◆ Kutipan halaman

'''

They will be needed for many purposes and prosperous people used to
luxuries will pay exorbitant prices for them, because they needed
them more than others. Thus, as one can see, prices some to be high .
Di sini Ibnu
Khaldun telah menganalisa secara empiris tentang teori supply and demand dalam
masyarakat. Dalam kalimat di atas Ibnu Khaldun secara ekspilisit
memformulasikan tentang hukum supply dan kaitannya dengan harga.
Menurutnya apabila sebuah kota berkembang pesat, mengalami kemajuan dan
penduduknya padat, maka persediaan bahan makanan pokok melimpah. Hal ini dapat
diartikan penawaran meningkat yang berakibat pada murahnya harga barang pokok
tersebut. Inilah makna tulisan Ibnu Khaldun.

'''

◆ Daftar baris
'''

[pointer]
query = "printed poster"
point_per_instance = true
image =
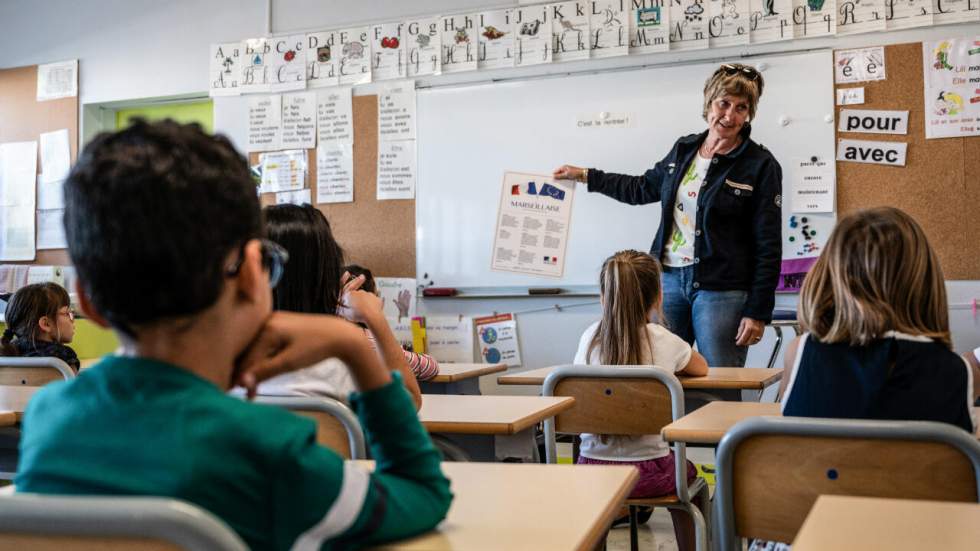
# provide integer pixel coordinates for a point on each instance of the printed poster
(907, 14)
(264, 123)
(497, 338)
(729, 24)
(951, 71)
(496, 40)
(423, 47)
(396, 170)
(570, 30)
(299, 121)
(532, 35)
(321, 59)
(813, 188)
(256, 65)
(649, 27)
(689, 25)
(450, 338)
(860, 16)
(815, 18)
(335, 172)
(334, 116)
(287, 63)
(387, 52)
(225, 69)
(770, 20)
(859, 65)
(396, 113)
(609, 28)
(397, 297)
(533, 225)
(459, 43)
(354, 64)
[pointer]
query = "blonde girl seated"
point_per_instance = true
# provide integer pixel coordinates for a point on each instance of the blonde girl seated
(877, 342)
(631, 296)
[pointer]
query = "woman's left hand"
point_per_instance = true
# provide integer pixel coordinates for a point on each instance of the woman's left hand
(749, 332)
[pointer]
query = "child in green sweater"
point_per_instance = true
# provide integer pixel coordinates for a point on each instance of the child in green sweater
(165, 231)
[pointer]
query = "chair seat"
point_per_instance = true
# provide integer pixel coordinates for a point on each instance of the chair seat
(661, 501)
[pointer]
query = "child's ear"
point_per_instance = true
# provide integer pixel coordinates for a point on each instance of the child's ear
(252, 279)
(86, 306)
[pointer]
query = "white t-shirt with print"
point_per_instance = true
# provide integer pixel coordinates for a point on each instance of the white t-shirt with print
(670, 352)
(679, 248)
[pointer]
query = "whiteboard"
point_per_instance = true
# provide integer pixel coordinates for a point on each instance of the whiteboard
(469, 136)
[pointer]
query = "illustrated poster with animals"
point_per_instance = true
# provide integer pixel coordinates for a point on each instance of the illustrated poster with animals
(496, 39)
(354, 63)
(321, 60)
(387, 52)
(815, 18)
(649, 27)
(951, 71)
(771, 20)
(570, 30)
(689, 25)
(532, 225)
(459, 43)
(532, 32)
(423, 45)
(609, 28)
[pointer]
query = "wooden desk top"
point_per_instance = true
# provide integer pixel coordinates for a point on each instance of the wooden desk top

'''

◆ Tugas yang diminta
Ulangi bagian kutipan tentang Ibnu Khaldun antara "Menurutnya apabila sebuah" dan "tulisan Ibnu Khaldun.", termasuk kedua bagian itu, tanpa mengubah apa pun.

◆ Hasil yang benar
Menurutnya apabila sebuah kota berkembang pesat, mengalami kemajuan dan
penduduknya padat, maka persediaan bahan makanan pokok melimpah. Hal ini dapat
diartikan penawaran meningkat yang berakibat pada murahnya harga barang pokok
tersebut. Inilah makna tulisan Ibnu Khaldun.